→ **Try it**: With every line kept intact, print the entries that appear below.

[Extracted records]
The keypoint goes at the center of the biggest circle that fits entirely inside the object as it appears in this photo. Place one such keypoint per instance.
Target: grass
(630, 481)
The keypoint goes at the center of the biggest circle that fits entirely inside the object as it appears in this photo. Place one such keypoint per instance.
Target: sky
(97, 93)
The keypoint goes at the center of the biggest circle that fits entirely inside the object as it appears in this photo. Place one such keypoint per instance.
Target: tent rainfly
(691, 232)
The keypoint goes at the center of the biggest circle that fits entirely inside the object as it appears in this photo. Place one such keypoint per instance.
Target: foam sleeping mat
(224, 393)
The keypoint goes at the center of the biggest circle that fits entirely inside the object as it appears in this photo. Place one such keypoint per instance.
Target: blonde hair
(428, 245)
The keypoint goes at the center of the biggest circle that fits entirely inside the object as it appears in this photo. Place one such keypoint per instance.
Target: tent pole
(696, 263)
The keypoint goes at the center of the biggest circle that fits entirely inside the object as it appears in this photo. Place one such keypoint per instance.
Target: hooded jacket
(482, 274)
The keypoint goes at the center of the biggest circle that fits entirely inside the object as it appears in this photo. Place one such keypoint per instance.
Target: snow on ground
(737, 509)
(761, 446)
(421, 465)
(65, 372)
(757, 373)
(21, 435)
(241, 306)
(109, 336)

→ **Worked solution**:
The keypoint goes at the center of the biggest circle that fits entirely inside the object as it appears in this photo. Place one such keypoint per instance.
Target: grass
(630, 481)
The keypoint goes at the center of the biggest circle that fits entirely inside the object as it appears in this photo. Place one such keypoint per instance.
Target: sky
(97, 93)
The keypoint goes at the center of the biggest circle that fits entirely inside the object as it appears in this photo. Place one such keypoint per instance.
Target: tent rainfly
(691, 232)
The keypoint goes at the center of the biggest circle that fits entirely inside the object as it appears in this photo. Place one such keypoint per instance.
Target: foam sleeping mat
(224, 393)
The keypoint goes at the center of the biggest circle that fits entirely inside the object as it appears in this photo. Place one such keypoint per instance.
Target: blonde hair
(428, 245)
The keypoint goes at the center of the biggest circle that fits entirely inside the object as it appears in this photo. Place one such keypoint per instance.
Target: tent pole
(696, 263)
The keypoint goes at the center of the biggest circle that fits entirely inside the object as it appears in this photo. Place one such keypoint per instance.
Target: hooded jacket
(482, 274)
The keypoint goes at the center of the biggest circle that fits entirely inside the object as it appears in this photo. Place one such keypoint per instance.
Target: snow on ground
(737, 509)
(761, 446)
(421, 465)
(65, 372)
(757, 373)
(21, 435)
(241, 306)
(109, 336)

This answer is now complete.